● **Written instruction 1**:
From the article on employee communication below, list the things it says a manager's job is about besides overseeing the work of others.
═════ Quoted text
Lack of Employee Communication: Why Managers Can’t Listen

A good manager is understanding of setbacks and receptive to new ideas. Their job isn’t just about overseeing the work of others, it’s about removing roadblocks, rethinking problematic parts of the job, and most importantly, listening to their employees.

Although being “open to suggestions” is part of every good manager’s persona, many employees feel that they’re not being heard. This is often voiced as one of the most common work-related complaints of all time:

“My boss just doesn’t listen.”

While this may be true in some cases, the problem isn’t always that “the boss doesn’t listen,” frequently it can be that the employee doesn’t talk. A recent employee communication study based on the Cornell National Social Survey identified exactly what makes employees hold their tongue:

Many fear exactly what you’d expect; that speaking out about a work-related problem can have consequences that threaten their standing and job security. But a significant amount (over 25%) keep their mouth shut not because they fear retaliation, but because they’d rather just save their breath. In other words, no matter how valid their complaint may be, they just don’t think that anyone would listen or care.
══════════
═════ Information shown
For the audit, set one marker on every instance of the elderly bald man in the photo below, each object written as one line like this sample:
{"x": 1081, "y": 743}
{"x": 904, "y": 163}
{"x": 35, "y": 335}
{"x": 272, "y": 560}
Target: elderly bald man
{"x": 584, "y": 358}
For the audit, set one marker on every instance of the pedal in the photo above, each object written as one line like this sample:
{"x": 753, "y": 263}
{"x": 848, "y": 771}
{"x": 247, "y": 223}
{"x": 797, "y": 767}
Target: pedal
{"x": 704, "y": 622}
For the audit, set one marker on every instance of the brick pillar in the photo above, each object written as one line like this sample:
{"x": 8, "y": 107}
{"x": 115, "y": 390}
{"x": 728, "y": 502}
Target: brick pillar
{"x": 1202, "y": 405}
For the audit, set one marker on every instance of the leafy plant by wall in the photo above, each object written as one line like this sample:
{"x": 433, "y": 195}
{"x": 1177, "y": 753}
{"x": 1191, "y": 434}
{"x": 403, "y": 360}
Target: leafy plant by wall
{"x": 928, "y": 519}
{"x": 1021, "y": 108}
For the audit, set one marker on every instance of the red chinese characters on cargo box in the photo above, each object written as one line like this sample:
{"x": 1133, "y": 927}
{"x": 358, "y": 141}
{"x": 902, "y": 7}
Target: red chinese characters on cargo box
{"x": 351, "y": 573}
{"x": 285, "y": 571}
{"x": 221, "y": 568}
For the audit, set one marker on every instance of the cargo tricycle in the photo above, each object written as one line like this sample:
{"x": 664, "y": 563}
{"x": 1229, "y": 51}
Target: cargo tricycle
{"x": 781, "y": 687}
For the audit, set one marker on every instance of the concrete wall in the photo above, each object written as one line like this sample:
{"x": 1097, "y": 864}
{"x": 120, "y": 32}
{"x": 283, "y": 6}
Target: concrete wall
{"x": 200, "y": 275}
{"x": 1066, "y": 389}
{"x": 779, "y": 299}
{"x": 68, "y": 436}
══════════
● **Written instruction 2**:
Rewrite the rows from the line with "of the concrete" through the last row, replacing "concrete wall" with "stone wall" and leaving everything else unchanged.

● **Correct answer 1**:
- removing roadblocks
- rethinking problematic parts of the job
- listening to their employees

● **Correct answer 2**:
For the audit, set one marker on every instance of the stone wall in the photo above, each object written as one line like this sample:
{"x": 1097, "y": 864}
{"x": 120, "y": 32}
{"x": 283, "y": 6}
Target: stone wall
{"x": 200, "y": 275}
{"x": 1066, "y": 389}
{"x": 779, "y": 299}
{"x": 68, "y": 436}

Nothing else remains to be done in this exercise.